Task to carry out: Copy the records below word for word, keeping every line as it appears.

** begin **

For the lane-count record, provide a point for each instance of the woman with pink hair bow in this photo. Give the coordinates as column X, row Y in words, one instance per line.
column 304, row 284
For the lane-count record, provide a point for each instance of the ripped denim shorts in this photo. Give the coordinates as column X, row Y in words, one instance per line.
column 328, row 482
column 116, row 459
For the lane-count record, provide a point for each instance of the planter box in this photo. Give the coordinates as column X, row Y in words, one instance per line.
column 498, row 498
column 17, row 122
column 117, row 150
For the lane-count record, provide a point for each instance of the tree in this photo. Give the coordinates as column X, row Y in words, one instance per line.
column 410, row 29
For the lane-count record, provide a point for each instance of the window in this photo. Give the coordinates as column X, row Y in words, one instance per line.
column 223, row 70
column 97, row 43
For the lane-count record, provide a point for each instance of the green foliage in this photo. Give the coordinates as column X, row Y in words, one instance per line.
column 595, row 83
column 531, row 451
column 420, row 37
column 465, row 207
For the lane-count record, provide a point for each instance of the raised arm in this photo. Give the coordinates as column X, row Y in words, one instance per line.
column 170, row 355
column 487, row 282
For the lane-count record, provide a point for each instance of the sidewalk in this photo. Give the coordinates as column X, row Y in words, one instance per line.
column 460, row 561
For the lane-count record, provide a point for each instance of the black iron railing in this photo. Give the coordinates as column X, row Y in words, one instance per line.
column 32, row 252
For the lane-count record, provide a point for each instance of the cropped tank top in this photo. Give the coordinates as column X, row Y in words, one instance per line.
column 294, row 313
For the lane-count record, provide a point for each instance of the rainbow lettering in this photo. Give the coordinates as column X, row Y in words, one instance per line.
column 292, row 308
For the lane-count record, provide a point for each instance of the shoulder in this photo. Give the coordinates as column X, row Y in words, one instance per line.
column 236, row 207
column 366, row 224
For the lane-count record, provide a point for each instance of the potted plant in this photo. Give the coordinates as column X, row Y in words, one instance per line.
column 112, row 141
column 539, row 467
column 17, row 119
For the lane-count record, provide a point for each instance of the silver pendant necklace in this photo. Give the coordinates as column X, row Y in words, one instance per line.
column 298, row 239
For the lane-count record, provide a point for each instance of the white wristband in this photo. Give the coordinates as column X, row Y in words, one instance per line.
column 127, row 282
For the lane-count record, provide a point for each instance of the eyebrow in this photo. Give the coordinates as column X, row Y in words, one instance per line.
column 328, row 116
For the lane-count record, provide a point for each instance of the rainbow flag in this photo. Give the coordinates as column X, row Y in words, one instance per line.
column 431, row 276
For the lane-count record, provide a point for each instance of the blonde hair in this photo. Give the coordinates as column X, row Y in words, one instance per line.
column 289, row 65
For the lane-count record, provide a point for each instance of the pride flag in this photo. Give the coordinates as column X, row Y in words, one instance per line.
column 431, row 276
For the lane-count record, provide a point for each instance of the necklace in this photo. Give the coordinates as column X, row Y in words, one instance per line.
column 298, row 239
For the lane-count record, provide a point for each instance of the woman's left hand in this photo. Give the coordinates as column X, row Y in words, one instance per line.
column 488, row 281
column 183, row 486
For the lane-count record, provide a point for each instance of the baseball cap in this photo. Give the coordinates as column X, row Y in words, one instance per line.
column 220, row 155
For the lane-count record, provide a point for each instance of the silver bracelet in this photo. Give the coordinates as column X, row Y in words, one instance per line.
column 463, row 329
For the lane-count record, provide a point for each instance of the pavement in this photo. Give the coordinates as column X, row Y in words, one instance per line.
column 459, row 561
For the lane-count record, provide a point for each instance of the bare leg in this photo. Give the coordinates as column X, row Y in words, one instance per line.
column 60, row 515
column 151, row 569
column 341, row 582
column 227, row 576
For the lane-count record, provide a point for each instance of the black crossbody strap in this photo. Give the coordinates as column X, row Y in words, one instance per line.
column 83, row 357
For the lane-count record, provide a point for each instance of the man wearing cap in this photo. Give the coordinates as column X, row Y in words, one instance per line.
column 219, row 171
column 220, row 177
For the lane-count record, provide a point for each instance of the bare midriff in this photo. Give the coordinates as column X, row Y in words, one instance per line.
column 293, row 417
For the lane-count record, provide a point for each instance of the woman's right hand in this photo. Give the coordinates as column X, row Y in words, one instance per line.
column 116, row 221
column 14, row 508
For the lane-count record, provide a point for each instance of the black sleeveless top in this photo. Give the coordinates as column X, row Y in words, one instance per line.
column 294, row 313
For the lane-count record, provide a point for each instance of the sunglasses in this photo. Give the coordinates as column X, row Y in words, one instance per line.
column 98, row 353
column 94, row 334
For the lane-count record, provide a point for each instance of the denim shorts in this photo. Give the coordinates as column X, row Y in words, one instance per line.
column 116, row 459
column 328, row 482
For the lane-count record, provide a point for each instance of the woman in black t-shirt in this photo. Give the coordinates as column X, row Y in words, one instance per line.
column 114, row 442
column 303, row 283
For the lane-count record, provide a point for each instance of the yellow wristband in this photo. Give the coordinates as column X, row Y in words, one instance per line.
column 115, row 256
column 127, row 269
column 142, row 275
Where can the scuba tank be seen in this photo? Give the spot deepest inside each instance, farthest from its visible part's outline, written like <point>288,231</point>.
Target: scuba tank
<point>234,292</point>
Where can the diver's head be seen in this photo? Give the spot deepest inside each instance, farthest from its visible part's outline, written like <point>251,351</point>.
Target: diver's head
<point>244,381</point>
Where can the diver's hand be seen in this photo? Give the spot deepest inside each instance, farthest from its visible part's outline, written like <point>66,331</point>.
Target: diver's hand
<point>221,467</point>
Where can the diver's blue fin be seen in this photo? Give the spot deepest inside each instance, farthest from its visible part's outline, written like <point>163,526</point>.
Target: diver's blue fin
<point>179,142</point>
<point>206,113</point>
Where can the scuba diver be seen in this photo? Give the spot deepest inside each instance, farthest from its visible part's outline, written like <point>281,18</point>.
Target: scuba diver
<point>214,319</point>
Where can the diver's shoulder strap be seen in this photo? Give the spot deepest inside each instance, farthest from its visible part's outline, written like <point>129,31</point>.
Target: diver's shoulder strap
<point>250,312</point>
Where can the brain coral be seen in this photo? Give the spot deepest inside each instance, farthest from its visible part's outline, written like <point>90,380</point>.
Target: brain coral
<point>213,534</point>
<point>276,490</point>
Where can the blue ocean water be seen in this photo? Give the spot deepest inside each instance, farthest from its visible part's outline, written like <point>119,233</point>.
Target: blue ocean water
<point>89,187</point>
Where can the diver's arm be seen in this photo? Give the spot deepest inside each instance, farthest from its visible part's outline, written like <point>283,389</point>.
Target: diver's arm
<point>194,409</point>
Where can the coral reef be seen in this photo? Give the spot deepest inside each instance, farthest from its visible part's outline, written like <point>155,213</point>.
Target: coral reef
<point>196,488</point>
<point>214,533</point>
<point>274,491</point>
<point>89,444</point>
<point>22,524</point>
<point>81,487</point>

** end **

Response for this exercise:
For the lane-count record, provide a point for each instance of the woman with pink hair bow in this photo. Give the coordinates as column X, row Y in words, one instance per line.
column 304, row 284
For the lane-count record, provide a point for each instance of the ripped denim shorts in this photo. Give the coordinates as column X, row Y in words, one instance per line.
column 328, row 482
column 116, row 459
For the lane-count record, provide a point for each instance of the planter box in this photo. Give the coordinates as column X, row Y in words, one instance per line.
column 498, row 498
column 17, row 122
column 117, row 150
For the lane-count record, provide a point for each instance of the tree in this photo. Give the coordinates as column X, row Y in words, one instance per line.
column 410, row 29
For the lane-count record, provide a point for each instance of the window in this photo. Give the coordinates as column X, row Y in words, one instance per line.
column 223, row 70
column 97, row 43
For the lane-count record, provide a point for each instance of the green foliage in this photo. Give the coordinates as column X, row Y in words, one instance per line.
column 595, row 83
column 531, row 451
column 420, row 37
column 465, row 207
For the lane-count record, provide a point for each instance of the raised arm in this photo. Give the coordinates as column X, row Y in words, one instance per line.
column 170, row 355
column 487, row 282
For the lane-count record, provide a point for each instance of the sidewalk in this photo. Give the coordinates as column X, row Y in words, one instance per line.
column 460, row 561
For the lane-count record, provide a point for each instance of the black iron railing in this photo. Give the coordinates as column X, row Y in words, one instance per line.
column 32, row 252
For the lane-count record, provide a point for each instance of the cropped tank top in this photo. Give the coordinates as column X, row Y in words, one instance per line.
column 294, row 313
For the lane-count record, provide a point for each instance of the rainbow lettering in this photo. Give the coordinates as column X, row Y in words, one instance per line.
column 292, row 308
For the lane-count record, provide a point for each instance of the shoulder in this photo. Give the coordinates as column X, row Y in words, one instance per line.
column 236, row 207
column 366, row 224
For the lane-count record, provide a point for each instance of the potted plant in this photo. Give the coordinates as column X, row Y in words, one instance per line.
column 112, row 141
column 539, row 467
column 17, row 119
For the lane-count record, provide a point for each instance of the silver pendant necklace in this photo. Give the coordinates as column X, row Y in words, one instance per line.
column 298, row 239
For the lane-count record, provide a point for each instance of the white wristband in this photo. Give the coordinates as column X, row Y in words, one instance per line.
column 127, row 282
For the lane-count record, provide a point for each instance of the eyebrow in this photo. Give the coordinates as column X, row Y in words, one instance per line.
column 328, row 116
For the lane-count record, provide a point for each instance of the rainbow flag in this photo. Give the coordinates as column X, row Y in words, one instance per line.
column 431, row 276
For the lane-count record, provide a point for each instance of the blonde hair in this photo. Give the coordinates as column X, row Y in words, one instance per line.
column 289, row 65
For the lane-count record, provide a point for each instance of the pride flag in this photo. Give the coordinates as column X, row Y in words, one instance per line.
column 431, row 276
For the lane-count record, provide a point for each instance of the necklace in this photo. Give the coordinates as column X, row Y in words, one instance per line.
column 298, row 239
For the lane-count record, provide a point for each instance of the woman's left hand in this photo. Give the coordinates as column X, row Y in words, one instance per line.
column 488, row 281
column 183, row 486
For the lane-count record, provide a point for each instance of the baseball cap in this photo. Give the coordinates as column X, row Y in words, one instance per line.
column 220, row 155
For the lane-count record, provide a point for each instance of the silver bracelet in this photo. Give the coordinates as column X, row Y in words, one instance per line.
column 463, row 329
For the lane-count record, provide a point for each instance of the pavement in this photo. Give the coordinates as column X, row Y in words, one instance per line.
column 459, row 561
For the lane-count record, provide a point for each instance of the bare leg in this photo. Give the coordinates as column X, row Y in words, one instance per line.
column 60, row 515
column 151, row 569
column 341, row 582
column 227, row 576
For the lane-count record, provide a point for each instance of the black crossbody strap in this photo. Give the coordinates as column X, row Y in words, one instance per line.
column 83, row 357
For the lane-count record, provide a point for each instance of the man wearing cap in this photo. Give the coordinates as column X, row Y in words, one instance per line.
column 219, row 171
column 220, row 177
For the lane-count record, provide a point for each instance of the bare midriff in this photo. Give the coordinates as column X, row Y in words, one instance per line.
column 293, row 417
For the lane-count record, provide a point for each instance of the woman's right hand in this photo. Give the coordinates as column X, row Y in words, one instance per line.
column 116, row 221
column 14, row 508
For the lane-count record, provide a point for each instance of the black sleeveless top in this photo. Give the coordinates as column X, row Y in words, one instance per line.
column 294, row 313
For the lane-count record, provide a point for each instance of the sunglasses in this photo. Give the coordinates as column X, row Y in words, one instance per line.
column 98, row 353
column 94, row 334
For the lane-count record, provide a point for each instance of the denim shorts in this photo. Give the coordinates as column X, row Y in words, one instance per line.
column 116, row 459
column 328, row 482
For the lane-count record, provide a point for each instance of the woman in black t-shirt in this photo. Give the coordinates as column X, row Y in words, one instance per line.
column 114, row 442
column 303, row 283
For the lane-count record, provide a point for each instance of the yellow wristband in this photo. Give the coordinates as column X, row Y in words, one instance per line.
column 115, row 256
column 127, row 269
column 142, row 275
Where can the scuba tank be seen in this photo? Give the spot deepest inside each instance, farthest from its visible part's outline, written like <point>288,231</point>.
Target: scuba tank
<point>234,292</point>
Where can the diver's head be seen in this photo? Give the spot deepest inside each instance, farthest from its visible part's outline, written like <point>251,351</point>.
Target: diver's head
<point>244,381</point>
Where can the diver's hand be seen in this photo? Give the spot deepest inside each instance, farthest from its visible part's outline, written like <point>66,331</point>.
Target: diver's hand
<point>221,467</point>
Where can the diver's blue fin be seen in this photo? Give the spot deepest inside each instance, farthest from its visible part's outline, written like <point>163,526</point>.
Target: diver's blue fin
<point>179,142</point>
<point>206,113</point>
Where can the scuba diver be seen in this photo? Give the spot deepest inside each instance, farthest from its visible part's outline, written like <point>281,18</point>.
Target: scuba diver
<point>214,319</point>
Where can the diver's shoulder strap be seen in this photo? Give the spot deepest inside each instance, farthest from its visible part's outline, written like <point>129,31</point>.
Target: diver's shoulder strap
<point>250,312</point>
Where can the brain coral be seen in this photo? Give the spot deepest inside each instance, farthest from its visible part's outline, written like <point>90,380</point>.
Target: brain coral
<point>213,534</point>
<point>276,490</point>
Where can the blue ocean water be seen in this photo? Give the spot deepest inside each instance, farthest from its visible part's outline, written like <point>119,233</point>.
Target: blue ocean water
<point>89,187</point>
Where can the diver's arm be seen in this photo? Give the spot deepest inside each instance, farthest from its visible part's outline, written like <point>283,389</point>.
Target: diver's arm
<point>194,409</point>
Where can the coral reef be seen in this photo? Give the spot deepest inside each instance, farthest from its visible part's outline, written like <point>155,213</point>.
Target: coral reef
<point>196,488</point>
<point>214,533</point>
<point>274,491</point>
<point>89,444</point>
<point>22,524</point>
<point>81,487</point>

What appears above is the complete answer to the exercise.